Print each record exactly, with no word added or removed.
----- Given records -----
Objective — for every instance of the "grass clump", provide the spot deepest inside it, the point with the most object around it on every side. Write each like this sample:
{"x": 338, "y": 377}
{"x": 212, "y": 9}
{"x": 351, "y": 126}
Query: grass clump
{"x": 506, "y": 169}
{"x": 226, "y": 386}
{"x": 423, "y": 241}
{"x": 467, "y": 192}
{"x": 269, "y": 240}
-----
• _Solution_
Objective — for every instance of the "grass clump", provide the spot deepest inside it, the point with the most object around it on every side. Write each like this sample:
{"x": 338, "y": 377}
{"x": 212, "y": 9}
{"x": 351, "y": 126}
Query: grass clump
{"x": 506, "y": 169}
{"x": 226, "y": 386}
{"x": 423, "y": 241}
{"x": 467, "y": 192}
{"x": 269, "y": 240}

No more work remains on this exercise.